# Input records

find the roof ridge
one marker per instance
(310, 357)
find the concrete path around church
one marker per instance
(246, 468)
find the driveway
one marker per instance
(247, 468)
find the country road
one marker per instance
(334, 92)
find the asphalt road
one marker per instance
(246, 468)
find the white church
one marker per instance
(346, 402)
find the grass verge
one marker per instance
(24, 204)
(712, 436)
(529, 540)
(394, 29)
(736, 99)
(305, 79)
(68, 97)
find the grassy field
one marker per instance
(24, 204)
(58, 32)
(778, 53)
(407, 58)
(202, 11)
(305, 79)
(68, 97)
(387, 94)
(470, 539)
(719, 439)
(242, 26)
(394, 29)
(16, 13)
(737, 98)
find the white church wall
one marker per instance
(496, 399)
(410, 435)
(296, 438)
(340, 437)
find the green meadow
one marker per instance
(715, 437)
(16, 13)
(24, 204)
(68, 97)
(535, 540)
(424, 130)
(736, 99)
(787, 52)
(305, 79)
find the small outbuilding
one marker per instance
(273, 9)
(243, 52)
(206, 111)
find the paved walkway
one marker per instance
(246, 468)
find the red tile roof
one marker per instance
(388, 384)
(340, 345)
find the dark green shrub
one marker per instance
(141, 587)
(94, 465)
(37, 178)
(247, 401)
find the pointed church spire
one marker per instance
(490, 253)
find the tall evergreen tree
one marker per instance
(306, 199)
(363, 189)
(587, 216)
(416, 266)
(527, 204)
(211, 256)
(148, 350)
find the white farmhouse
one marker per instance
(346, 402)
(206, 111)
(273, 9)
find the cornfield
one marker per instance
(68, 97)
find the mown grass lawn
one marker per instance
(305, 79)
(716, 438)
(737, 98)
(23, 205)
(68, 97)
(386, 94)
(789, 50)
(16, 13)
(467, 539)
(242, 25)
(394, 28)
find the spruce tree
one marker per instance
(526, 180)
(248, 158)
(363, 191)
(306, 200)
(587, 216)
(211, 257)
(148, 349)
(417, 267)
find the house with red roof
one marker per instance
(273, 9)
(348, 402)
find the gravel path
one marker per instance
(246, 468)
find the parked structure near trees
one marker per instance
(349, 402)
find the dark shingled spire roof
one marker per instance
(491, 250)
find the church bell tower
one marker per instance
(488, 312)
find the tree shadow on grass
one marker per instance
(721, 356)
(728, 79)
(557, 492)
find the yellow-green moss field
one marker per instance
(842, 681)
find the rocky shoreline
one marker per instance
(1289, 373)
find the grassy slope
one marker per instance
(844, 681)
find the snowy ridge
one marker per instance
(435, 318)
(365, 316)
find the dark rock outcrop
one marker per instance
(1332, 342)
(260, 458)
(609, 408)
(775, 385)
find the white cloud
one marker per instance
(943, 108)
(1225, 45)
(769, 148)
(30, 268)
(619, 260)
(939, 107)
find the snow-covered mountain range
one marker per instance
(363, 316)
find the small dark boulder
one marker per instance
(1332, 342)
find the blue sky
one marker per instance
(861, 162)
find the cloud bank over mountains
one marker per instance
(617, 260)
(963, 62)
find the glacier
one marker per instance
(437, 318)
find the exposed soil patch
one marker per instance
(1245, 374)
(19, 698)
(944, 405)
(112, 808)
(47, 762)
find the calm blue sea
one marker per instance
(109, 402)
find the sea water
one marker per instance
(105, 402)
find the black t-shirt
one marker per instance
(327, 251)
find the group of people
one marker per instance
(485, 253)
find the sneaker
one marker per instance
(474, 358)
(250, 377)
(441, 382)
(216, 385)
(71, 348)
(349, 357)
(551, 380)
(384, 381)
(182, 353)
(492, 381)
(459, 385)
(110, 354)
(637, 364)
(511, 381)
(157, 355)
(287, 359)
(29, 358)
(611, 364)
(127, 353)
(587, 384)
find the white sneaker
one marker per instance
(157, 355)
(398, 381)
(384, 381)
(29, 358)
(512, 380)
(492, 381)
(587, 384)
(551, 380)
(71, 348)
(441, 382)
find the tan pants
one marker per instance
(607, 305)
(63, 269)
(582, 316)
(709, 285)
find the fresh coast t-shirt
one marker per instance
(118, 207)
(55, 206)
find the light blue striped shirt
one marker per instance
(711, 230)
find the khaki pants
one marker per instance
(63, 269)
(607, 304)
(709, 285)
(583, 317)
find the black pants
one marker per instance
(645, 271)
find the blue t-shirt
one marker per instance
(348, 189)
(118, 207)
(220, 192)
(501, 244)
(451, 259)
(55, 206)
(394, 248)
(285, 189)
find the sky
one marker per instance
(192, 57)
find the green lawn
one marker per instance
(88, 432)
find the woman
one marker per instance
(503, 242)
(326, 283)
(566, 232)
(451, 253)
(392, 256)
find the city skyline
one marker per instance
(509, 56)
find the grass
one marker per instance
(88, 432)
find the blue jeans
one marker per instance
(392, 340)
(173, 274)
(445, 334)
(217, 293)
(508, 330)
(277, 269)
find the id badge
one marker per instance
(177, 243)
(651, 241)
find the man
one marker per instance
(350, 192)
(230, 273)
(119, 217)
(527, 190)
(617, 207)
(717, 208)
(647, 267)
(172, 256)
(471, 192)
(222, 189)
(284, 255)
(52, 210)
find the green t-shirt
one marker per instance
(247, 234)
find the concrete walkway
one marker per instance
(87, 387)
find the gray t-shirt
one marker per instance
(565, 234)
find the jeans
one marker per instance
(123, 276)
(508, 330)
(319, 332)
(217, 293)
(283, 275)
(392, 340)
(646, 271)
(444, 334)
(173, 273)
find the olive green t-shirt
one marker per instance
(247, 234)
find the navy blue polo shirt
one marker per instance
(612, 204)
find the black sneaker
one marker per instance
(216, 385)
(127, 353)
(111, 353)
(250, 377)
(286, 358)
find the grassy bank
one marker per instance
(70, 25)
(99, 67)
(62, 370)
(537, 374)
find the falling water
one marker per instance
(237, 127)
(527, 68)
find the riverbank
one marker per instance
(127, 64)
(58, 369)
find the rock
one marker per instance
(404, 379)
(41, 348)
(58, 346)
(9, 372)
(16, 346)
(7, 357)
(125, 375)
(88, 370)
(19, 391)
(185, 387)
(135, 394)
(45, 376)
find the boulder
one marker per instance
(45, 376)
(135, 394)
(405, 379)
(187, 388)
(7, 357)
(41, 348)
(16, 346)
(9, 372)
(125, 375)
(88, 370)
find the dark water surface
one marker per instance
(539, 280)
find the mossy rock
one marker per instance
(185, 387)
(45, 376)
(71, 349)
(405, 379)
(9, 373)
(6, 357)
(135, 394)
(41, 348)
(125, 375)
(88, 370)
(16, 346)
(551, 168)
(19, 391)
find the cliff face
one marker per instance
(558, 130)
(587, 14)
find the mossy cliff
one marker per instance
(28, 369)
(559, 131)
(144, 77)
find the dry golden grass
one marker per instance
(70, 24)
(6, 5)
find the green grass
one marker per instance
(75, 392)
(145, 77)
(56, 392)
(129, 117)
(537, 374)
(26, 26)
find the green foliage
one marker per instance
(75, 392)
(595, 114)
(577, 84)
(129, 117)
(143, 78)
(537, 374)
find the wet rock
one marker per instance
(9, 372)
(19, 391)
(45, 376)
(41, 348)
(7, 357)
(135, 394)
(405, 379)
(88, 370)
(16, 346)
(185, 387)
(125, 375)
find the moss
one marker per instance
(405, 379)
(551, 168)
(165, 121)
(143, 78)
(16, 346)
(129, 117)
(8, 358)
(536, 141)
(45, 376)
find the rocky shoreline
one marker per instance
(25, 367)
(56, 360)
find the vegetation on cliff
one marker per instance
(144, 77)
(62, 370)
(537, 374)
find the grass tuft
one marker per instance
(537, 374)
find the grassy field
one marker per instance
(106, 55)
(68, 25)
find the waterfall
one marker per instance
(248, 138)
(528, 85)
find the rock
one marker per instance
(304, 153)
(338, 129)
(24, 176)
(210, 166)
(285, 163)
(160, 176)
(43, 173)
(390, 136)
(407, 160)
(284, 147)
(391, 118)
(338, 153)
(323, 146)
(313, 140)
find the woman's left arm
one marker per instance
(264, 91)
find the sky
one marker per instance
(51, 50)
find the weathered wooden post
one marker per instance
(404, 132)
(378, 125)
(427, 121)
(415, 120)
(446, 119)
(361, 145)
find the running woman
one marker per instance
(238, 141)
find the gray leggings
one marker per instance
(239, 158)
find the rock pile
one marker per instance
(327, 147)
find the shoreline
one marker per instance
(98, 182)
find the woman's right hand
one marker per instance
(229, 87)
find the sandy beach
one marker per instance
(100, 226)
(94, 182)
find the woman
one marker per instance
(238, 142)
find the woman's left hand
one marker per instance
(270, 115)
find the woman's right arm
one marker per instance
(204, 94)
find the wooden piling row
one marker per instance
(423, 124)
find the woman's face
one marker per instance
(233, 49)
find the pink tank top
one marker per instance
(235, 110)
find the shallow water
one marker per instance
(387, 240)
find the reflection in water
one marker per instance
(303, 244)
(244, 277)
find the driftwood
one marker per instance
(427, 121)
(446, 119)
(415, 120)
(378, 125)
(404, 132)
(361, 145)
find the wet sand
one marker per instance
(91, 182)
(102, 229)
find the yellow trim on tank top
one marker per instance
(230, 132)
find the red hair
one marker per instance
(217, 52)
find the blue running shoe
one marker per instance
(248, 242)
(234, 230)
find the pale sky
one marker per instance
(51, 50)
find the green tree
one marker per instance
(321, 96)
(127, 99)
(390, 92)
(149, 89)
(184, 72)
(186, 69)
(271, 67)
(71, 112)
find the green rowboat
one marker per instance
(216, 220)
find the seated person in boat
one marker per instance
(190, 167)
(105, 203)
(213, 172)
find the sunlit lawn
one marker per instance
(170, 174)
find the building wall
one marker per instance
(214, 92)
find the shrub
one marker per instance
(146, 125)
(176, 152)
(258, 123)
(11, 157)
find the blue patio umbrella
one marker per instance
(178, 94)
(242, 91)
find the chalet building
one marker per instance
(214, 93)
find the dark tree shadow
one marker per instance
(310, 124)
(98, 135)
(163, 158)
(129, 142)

# Exercise
Retype only the lines running from the line with "find the blue running shoe" to the end of the listing, including both of those lines.

# Reply
find the blue running shoe
one marker per instance
(248, 242)
(234, 230)
find the pale sky
one marker per instance
(51, 50)
find the green tree
one marker per instance
(321, 96)
(127, 99)
(390, 92)
(149, 89)
(184, 72)
(186, 69)
(271, 67)
(71, 112)
find the green rowboat
one marker per instance
(216, 220)
find the seated person in boat
one marker per instance
(190, 167)
(105, 203)
(213, 172)
find the sunlit lawn
one marker per instance
(170, 174)
find the building wall
one marker per instance
(214, 92)
find the shrub
one marker per instance
(146, 125)
(176, 152)
(258, 123)
(11, 157)
find the blue patio umbrella
one marker per instance
(178, 94)
(242, 91)
find the chalet building
one marker per instance
(214, 93)
find the dark tree shadow
one marker per instance
(310, 124)
(98, 135)
(163, 158)
(129, 142)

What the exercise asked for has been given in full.